- [Required work]
Copy out every line of the data that has the word "below" somewhere in it.

#####

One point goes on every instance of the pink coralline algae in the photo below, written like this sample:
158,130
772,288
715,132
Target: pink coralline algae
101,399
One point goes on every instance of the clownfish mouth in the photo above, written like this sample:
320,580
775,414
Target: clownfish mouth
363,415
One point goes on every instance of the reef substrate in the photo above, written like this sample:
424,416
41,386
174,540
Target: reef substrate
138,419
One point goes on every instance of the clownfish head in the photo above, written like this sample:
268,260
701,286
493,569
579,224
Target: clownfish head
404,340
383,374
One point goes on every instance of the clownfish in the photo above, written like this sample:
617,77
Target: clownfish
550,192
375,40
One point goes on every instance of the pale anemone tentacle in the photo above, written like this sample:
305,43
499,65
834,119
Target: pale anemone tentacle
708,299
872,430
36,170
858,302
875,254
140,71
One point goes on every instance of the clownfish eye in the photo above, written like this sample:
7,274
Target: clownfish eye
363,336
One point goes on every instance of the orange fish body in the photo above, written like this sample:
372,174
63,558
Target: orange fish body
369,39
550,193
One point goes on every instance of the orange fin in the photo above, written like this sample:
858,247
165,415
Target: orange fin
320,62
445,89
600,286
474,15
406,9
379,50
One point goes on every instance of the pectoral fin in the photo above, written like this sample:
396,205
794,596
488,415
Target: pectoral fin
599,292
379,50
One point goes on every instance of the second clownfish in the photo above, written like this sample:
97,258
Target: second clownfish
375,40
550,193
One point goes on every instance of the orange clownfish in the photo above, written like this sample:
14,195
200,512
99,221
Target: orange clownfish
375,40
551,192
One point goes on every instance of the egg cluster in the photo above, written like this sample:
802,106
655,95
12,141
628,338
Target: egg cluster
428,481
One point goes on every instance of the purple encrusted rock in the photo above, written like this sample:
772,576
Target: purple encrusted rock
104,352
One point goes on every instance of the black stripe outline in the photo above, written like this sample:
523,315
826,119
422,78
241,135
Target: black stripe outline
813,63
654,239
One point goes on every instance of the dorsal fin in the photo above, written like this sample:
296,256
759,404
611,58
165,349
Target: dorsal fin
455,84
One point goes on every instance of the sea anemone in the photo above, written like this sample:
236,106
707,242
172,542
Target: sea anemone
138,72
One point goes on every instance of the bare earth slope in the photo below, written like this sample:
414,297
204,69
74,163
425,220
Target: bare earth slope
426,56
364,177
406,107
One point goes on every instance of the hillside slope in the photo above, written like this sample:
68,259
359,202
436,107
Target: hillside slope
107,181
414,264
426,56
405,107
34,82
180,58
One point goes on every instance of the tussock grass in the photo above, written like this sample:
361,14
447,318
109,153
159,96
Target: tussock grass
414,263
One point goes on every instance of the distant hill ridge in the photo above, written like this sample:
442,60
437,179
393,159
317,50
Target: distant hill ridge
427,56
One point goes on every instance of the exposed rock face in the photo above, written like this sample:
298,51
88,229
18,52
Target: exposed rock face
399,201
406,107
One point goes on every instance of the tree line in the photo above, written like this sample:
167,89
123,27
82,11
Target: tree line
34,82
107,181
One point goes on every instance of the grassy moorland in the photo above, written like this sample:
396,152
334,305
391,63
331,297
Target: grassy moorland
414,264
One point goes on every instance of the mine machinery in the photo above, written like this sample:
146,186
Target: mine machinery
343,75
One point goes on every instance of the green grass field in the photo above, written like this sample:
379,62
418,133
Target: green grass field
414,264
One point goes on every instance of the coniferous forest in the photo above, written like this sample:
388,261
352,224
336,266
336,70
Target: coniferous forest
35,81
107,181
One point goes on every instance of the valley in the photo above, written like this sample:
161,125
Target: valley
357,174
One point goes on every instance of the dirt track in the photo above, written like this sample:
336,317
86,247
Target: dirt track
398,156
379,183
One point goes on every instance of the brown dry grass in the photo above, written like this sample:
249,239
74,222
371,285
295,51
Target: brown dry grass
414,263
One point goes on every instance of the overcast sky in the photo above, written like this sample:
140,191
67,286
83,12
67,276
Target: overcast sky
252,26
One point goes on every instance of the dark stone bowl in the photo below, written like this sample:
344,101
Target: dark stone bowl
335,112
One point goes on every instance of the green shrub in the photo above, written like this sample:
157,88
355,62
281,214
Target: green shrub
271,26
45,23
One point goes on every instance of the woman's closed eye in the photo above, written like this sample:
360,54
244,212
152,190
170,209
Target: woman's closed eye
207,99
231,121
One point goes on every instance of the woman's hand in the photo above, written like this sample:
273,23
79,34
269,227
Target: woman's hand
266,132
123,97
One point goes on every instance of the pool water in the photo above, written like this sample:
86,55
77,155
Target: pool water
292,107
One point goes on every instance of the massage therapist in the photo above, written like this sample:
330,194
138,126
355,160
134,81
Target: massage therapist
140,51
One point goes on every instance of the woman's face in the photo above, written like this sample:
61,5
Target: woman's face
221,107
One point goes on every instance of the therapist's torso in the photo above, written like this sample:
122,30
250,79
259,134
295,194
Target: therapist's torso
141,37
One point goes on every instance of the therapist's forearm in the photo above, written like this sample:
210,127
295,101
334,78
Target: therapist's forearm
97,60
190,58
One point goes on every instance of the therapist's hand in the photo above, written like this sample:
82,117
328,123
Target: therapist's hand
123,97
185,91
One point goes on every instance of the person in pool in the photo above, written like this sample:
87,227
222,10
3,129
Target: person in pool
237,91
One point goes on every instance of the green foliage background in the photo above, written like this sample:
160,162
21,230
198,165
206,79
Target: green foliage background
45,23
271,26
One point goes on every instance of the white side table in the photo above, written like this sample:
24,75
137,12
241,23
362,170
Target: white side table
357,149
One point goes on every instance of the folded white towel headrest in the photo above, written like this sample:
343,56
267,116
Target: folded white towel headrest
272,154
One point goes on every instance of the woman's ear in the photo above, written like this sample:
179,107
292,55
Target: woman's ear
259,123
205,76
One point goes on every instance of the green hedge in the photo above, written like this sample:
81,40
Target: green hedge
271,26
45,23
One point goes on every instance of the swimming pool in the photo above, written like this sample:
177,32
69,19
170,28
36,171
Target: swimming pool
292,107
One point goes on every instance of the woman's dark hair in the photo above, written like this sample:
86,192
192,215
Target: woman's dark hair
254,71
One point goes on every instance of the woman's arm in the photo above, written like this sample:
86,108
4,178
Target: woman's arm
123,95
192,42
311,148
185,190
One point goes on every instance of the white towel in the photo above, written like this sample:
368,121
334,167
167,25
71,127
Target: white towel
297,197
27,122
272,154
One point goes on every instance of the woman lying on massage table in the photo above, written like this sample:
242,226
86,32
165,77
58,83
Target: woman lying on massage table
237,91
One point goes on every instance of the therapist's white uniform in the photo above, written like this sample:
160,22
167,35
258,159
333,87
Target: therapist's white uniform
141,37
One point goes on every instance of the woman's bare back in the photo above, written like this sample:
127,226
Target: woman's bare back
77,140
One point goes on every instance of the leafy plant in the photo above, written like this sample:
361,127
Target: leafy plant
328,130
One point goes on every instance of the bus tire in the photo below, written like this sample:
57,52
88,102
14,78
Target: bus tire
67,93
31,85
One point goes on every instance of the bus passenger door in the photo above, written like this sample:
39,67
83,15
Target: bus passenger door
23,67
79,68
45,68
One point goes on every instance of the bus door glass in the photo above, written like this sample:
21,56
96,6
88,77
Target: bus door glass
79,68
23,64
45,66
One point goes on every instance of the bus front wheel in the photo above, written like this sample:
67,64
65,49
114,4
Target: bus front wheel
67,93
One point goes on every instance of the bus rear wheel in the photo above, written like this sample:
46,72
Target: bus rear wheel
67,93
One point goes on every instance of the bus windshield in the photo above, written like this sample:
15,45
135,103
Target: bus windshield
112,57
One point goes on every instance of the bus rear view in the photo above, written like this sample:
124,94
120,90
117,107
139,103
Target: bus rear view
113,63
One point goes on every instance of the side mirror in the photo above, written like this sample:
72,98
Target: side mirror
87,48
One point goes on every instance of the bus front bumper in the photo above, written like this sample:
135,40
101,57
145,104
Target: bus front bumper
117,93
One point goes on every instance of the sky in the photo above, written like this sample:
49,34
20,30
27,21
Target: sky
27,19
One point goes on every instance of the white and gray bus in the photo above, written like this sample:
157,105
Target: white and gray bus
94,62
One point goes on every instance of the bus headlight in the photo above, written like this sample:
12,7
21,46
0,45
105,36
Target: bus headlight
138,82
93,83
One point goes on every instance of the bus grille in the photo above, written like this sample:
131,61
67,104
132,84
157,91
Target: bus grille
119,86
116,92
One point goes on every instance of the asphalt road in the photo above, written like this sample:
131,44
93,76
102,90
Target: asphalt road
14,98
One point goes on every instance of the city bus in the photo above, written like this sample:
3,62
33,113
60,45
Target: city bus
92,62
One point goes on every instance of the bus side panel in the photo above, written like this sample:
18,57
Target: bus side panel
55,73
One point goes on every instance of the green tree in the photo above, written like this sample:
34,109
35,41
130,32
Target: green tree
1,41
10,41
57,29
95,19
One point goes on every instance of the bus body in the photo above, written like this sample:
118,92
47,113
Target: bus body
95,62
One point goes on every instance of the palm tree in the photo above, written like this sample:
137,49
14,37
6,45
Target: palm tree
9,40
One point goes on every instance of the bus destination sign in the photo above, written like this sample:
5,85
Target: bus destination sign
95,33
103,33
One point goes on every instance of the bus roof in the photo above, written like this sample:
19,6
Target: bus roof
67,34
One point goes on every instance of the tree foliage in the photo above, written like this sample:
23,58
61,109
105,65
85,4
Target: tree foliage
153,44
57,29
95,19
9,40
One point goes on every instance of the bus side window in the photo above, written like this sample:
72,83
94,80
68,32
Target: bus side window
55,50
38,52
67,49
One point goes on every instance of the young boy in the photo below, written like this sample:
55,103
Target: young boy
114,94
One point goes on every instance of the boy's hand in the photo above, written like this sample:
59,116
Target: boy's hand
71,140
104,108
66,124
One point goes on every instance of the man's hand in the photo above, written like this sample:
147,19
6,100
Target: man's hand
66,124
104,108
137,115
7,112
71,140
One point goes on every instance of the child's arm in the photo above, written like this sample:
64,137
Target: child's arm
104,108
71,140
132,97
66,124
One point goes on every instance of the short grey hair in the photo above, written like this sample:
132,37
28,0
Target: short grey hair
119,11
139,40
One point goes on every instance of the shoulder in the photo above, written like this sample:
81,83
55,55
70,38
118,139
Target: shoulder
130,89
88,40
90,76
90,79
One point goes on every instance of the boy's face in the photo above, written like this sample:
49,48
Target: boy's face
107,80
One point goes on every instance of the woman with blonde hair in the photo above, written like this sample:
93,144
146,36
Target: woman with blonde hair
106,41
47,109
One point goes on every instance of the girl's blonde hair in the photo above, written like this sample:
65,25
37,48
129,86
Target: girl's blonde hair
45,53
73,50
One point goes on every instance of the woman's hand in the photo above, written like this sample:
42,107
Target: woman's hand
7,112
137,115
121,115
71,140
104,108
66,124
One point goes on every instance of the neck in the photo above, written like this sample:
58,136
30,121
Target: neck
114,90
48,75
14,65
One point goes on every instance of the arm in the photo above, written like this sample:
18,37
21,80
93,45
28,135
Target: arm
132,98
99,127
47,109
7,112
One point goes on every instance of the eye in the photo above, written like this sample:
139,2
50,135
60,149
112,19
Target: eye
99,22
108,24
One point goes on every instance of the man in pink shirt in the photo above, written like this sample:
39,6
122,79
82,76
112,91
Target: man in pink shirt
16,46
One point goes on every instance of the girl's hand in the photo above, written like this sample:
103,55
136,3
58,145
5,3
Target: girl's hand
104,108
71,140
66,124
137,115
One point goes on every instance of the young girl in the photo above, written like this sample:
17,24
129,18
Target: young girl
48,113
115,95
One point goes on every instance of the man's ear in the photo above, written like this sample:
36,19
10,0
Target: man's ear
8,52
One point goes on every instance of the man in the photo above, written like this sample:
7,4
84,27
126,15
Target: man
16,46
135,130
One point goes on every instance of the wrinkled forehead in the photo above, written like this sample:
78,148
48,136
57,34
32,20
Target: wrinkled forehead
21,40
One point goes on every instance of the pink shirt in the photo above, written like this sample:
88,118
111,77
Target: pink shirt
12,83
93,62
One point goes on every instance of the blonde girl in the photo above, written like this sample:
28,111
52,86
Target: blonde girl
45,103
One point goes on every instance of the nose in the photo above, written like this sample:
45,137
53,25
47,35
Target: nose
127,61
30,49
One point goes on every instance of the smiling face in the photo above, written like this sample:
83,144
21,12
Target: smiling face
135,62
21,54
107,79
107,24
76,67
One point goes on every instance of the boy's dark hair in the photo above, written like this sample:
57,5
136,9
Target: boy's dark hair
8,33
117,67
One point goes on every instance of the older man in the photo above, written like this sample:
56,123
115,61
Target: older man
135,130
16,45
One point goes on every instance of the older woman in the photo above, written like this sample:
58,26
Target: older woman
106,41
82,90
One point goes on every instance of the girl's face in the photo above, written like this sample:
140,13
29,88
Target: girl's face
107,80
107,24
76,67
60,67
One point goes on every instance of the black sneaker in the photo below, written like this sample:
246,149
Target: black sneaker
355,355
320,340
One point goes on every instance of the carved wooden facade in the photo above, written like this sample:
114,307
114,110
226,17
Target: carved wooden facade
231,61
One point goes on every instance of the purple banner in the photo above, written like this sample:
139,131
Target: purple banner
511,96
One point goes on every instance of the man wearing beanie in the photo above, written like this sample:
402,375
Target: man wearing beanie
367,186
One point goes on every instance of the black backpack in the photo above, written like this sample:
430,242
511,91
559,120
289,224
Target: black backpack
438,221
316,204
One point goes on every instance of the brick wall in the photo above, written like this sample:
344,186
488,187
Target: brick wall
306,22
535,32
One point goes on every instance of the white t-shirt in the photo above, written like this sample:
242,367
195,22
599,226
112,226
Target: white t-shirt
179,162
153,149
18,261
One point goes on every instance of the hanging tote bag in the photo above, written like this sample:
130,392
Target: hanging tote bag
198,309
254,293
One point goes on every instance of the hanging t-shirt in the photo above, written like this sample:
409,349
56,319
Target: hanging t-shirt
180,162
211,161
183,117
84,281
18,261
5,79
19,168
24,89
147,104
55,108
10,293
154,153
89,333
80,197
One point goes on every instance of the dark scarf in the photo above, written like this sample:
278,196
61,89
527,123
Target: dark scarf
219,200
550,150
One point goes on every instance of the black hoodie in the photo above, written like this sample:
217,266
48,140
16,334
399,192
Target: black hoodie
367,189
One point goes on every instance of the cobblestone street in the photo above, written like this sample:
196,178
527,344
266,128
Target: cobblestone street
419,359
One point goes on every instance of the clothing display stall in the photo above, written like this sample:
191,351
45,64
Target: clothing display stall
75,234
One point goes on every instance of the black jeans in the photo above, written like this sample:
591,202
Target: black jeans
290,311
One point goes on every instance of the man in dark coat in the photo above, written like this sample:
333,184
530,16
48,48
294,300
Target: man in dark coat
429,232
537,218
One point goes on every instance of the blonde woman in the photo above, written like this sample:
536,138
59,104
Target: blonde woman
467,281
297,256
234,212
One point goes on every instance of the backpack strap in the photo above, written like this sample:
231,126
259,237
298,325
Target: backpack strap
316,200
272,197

#####

- [Answer for this exercise]
One point goes on every instance of the pink coralline algae in the photo below, written like this sample:
One point goes on every instance of the bare earth slope in the photo below, written like this sample:
One point goes on every instance of the dark stone bowl in the photo below, written like this sample:
One point goes on every instance of the bus tire in the photo below, written like this sample:
One point goes on every instance of the young boy in the photo below, written like this sample:
One point goes on every instance of the black sneaker in the photo below, written like this sample:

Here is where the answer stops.